Travail demandé:
a. Transcrivez à l'identique le passage du texte sur la rafle de Lens allant de "À Lens, le 11" à "loin de 80 ans.".
b. Relevez l'ensemble des prénoms de personnes qui figurent dans le texte sur la rafle de Lens.

Document:
À Lens, le 11 septembre 1942, à l’aube, 528 Juifs, soit à peu près la moitié de leur population, ont été arrêtés et déportés.

Pour lutter contre l’oubli, la communauté israélite locale a décidé de commémorer de façon officielle le 70e anniversaire de cette rafle trop peu connue.
Ils s’appelaient Samuel, Marthe, Rachel, David… Portaient les noms de Morgenstern, Glikman, Goldberg, Steiner…

Le plus jeune, Chaïm Ajchenbaum, avait 3 mois.

Le plus âgé pas loin de 80 ans.

Seule trace de leur existence : une immense plaque de marbre noir, fixée au mur de la petite synagogue de Lens, où chacun de leurs 528 patronymes a été gravé.

« Notre communauté est très réduite aujourd’hui, mais très ancienne et nous tenons à la maintenir en vie et à entretenir sa mémoire.

Enregistrements fournis:
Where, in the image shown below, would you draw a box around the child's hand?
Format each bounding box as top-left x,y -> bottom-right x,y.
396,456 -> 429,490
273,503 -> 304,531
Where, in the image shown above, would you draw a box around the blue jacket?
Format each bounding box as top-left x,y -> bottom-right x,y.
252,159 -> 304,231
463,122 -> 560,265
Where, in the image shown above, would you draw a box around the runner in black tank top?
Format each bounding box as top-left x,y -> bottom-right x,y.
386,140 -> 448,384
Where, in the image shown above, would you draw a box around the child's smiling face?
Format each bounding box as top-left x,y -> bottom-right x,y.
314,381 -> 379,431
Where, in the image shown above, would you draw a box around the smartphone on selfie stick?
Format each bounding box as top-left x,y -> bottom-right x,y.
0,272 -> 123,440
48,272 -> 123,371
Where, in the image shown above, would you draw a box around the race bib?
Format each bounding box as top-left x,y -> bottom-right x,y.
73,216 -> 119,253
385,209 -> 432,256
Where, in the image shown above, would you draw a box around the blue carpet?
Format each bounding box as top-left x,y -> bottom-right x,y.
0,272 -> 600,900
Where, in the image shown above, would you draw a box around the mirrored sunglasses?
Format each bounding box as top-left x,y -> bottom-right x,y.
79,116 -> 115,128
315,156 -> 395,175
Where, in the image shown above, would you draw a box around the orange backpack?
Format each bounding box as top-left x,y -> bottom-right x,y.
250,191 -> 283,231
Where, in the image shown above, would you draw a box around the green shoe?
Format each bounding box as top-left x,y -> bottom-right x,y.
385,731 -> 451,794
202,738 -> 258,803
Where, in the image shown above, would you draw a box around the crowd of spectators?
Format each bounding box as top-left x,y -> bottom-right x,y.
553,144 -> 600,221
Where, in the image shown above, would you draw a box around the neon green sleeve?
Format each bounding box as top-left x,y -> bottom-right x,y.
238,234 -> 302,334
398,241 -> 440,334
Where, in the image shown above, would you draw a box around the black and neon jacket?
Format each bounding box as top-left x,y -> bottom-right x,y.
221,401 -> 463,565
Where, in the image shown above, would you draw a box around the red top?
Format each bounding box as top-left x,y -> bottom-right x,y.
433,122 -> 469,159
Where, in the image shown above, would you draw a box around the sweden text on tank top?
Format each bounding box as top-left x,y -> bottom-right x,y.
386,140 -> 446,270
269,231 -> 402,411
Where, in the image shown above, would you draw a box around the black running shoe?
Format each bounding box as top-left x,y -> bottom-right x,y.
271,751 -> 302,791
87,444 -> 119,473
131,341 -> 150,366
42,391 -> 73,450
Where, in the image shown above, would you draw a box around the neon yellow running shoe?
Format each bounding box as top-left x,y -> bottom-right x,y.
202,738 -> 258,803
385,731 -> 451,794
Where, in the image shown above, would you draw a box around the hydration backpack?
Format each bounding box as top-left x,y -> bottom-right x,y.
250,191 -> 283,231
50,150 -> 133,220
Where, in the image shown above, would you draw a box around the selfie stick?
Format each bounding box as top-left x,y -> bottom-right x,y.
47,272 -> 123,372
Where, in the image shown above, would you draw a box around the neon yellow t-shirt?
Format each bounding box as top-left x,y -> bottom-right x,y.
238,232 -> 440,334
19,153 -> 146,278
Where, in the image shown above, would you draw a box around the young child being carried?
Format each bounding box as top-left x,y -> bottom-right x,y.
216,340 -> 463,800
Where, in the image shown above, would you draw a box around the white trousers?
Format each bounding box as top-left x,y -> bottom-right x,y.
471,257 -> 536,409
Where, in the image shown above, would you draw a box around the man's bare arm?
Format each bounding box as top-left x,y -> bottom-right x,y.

Réponses fournies:
a.
À Lens, le 11 septembre 1942, à l’aube, 528 Juifs, soit à peu près la moitié de leur population, ont été arrêtés et déportés.

Pour lutter contre l’oubli, la communauté israélite locale a décidé de commémorer de façon officielle le 70e anniversaire de cette rafle trop peu connue.
Ils s’appelaient Samuel, Marthe, Rachel, David… Portaient les noms de Morgenstern, Glikman, Goldberg, Steiner…

Le plus jeune, Chaïm Ajchenbaum, avait 3 mois.

Le plus âgé pas loin de 80 ans.

b. Samuel, Marthe, Rachel, David, Chaïm